[Work item]
Taking the line that contains "of the concrete" as the first, copy each line exactly up to and including the last line below.
● ● ● ●
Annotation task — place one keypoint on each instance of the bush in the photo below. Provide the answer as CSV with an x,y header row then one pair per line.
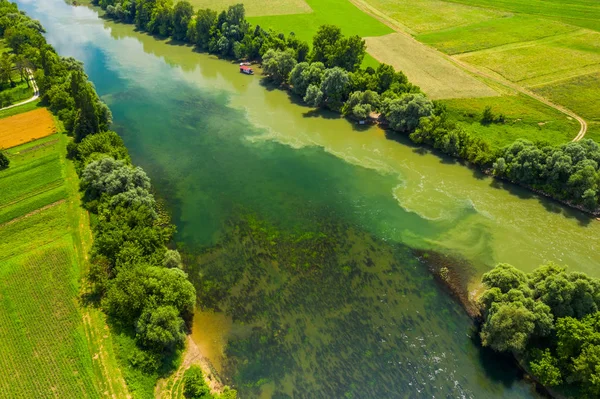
x,y
194,386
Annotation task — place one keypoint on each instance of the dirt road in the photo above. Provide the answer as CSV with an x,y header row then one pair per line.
x,y
398,27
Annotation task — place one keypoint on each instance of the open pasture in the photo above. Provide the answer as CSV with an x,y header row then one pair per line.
x,y
24,127
494,33
342,13
44,352
580,93
525,118
432,15
583,13
34,180
541,61
436,76
257,7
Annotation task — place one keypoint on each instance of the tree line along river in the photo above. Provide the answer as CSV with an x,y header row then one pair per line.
x,y
307,237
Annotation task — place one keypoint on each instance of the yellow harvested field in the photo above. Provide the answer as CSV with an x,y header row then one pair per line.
x,y
426,67
22,128
257,8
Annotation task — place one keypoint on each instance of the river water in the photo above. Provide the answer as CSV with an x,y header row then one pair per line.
x,y
307,237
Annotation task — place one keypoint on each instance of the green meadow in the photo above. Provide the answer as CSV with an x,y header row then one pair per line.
x,y
257,7
50,346
525,118
543,46
342,13
493,33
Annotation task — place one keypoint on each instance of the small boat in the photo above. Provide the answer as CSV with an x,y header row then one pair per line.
x,y
246,69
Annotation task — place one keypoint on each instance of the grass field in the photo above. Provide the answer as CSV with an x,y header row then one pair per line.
x,y
583,13
20,109
257,7
580,93
494,33
50,346
539,44
436,76
342,13
525,118
432,15
541,61
24,127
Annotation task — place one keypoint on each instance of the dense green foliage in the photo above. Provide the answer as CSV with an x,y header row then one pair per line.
x,y
146,300
4,161
63,84
568,172
194,386
550,318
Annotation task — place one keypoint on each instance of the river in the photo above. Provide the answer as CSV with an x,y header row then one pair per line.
x,y
307,237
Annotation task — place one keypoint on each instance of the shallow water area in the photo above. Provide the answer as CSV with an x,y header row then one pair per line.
x,y
300,228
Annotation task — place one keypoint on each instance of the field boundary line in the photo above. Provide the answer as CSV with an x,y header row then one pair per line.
x,y
19,218
524,44
362,5
36,93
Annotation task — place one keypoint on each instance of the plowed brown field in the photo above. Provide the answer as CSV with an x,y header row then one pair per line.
x,y
22,128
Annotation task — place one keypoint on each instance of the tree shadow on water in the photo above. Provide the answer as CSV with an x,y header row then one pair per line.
x,y
499,367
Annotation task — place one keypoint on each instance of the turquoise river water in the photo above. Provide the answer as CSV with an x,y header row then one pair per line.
x,y
309,239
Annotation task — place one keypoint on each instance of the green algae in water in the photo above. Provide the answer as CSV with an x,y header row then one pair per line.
x,y
334,312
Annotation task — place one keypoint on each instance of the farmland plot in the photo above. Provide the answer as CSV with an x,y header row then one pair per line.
x,y
46,349
22,128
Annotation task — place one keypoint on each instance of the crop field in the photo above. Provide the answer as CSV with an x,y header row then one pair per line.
x,y
579,93
50,347
583,13
549,46
20,109
542,61
34,179
494,33
436,76
257,7
525,118
342,13
24,127
432,15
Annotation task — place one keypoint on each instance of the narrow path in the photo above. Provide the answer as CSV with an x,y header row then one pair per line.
x,y
36,93
398,27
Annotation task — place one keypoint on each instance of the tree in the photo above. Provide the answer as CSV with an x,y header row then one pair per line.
x,y
544,367
361,104
325,44
87,121
505,277
182,15
101,145
194,386
141,288
405,112
314,96
334,88
172,259
508,328
304,75
4,161
488,116
6,67
349,53
161,328
279,64
111,177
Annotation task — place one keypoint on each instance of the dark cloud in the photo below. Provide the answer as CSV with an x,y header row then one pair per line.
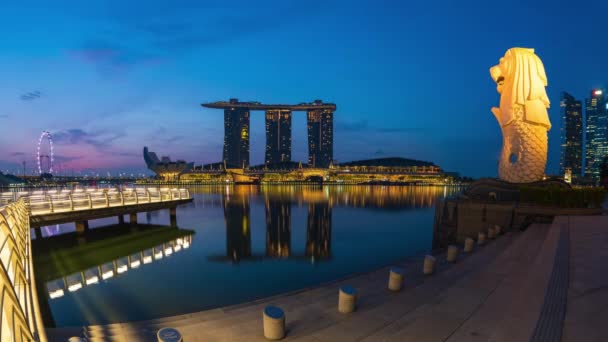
x,y
399,130
363,125
111,58
31,96
65,159
151,35
75,136
356,126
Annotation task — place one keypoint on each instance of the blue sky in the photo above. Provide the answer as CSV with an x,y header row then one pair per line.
x,y
409,79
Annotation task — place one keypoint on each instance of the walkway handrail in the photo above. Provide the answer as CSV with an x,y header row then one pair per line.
x,y
18,295
53,201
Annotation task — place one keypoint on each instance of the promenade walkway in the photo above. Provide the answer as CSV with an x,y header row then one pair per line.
x,y
545,284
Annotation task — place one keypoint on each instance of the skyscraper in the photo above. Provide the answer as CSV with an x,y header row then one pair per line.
x,y
236,136
320,136
571,135
278,136
597,133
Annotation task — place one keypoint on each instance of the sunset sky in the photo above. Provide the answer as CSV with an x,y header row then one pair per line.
x,y
409,80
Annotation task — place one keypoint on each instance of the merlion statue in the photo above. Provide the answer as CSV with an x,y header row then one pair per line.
x,y
522,116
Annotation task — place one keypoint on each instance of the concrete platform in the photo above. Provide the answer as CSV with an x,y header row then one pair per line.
x,y
497,293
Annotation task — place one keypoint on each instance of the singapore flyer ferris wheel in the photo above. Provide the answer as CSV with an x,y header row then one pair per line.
x,y
44,153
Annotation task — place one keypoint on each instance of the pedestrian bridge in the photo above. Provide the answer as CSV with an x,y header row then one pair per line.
x,y
20,317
● ● ● ●
[Response below]
Annotation task — place one keypoint on each instance of the concrete platform in the photo above. Provide the answer as CSV with an x,y header row then one pair per line.
x,y
497,293
Annotation task — place one keypoint on each instance of the singapore flyer ferris wheel in the photo above. Provide the answer as CSV with an x,y header row then one pair per line.
x,y
44,153
Annotation task — place one keypoint on each instance of the pedestrian bridge in the photo above. Provide the answer as CSV with an x,y header row then one pair per line.
x,y
20,317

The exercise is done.